▸ TÂCHES À RÉALISER
A) Résumez le texte en deux phrases.
B) Recopiez le passage du texte allant de « A propos des » jusqu'à « la parouesse, etc. » inclus, en remplaçant « paysans » par « cultivateurs ».

**** DOCUMENT SOURCE ****

Nous sommes tous frappés de l’éloquence des orateurs canadiens. Ils parlent… comment dire ? Ce n’est pas de la pompe et de la grandiloquence, mais de la solennité, mêlée de respect. C’est la langue du XVIIe siècle, aux belles périodes cadencées. Les orateurs sacrés du grand siècle devaient parler ainsi du haut de la chaire. « Vous savez le français mieux que nous, » leur dira tout à l’heure l’un des nôtres.

A propos des vieux mots et des formes archaïques que le langage canadien a gardés, le sénateur Dandurand explique que leur conservation est la conséquence du soin jaloux avec lequel les Français de Montréal et de Québec n’ont cessé de défendre leur langue maternelle contre la langue anglaise.

— Le Grand Roi, — ou plutôt le Grand Roué, — dit-il, n’a pas proclamé : l’Etat, c’est moi ; il a dit : l’Etat, c’est moue, et c’est pourquoi nos paysans canadiens disent encore aujourd’hui : le Roué, moue, la parouesse, etc.

**** EXTRAIT DE DONNÉES ****

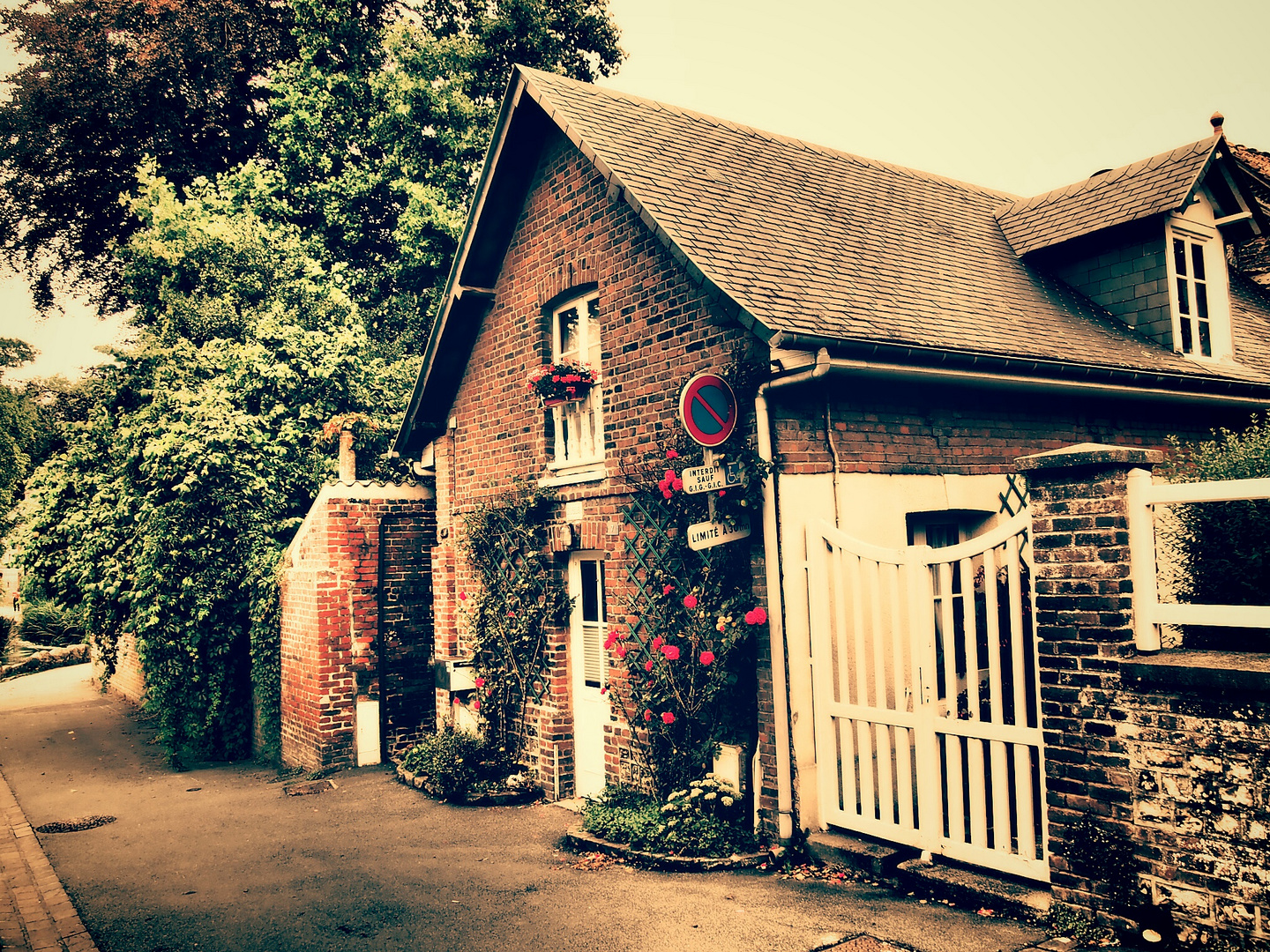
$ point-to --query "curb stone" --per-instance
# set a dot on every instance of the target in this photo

****

▸ LISTE DES SOLUTIONS
A) Les orateurs canadiens frappent par une éloquence solennelle et respectueuse qui rappelle la langue du XVIIe siècle. Selon le sénateur Dandurand, les vieux mots et les formes archaïques du langage canadien se sont conservés parce que les Français de Montréal et de Québec ont jalousement défendu leur langue maternelle contre l'anglais.

B)
A propos des vieux mots et des formes archaïques que le langage canadien a gardés, le sénateur Dandurand explique que leur conservation est la conséquence du soin jaloux avec lequel les Français de Montréal et de Québec n’ont cessé de défendre leur langue maternelle contre la langue anglaise.

— Le Grand Roi, — ou plutôt le Grand Roué, — dit-il, n’a pas proclamé : l’Etat, c’est moi ; il a dit : l’Etat, c’est moue, et c’est pourquoi nos cultivateurs canadiens disent encore aujourd’hui : le Roué, moue, la parouesse, etc.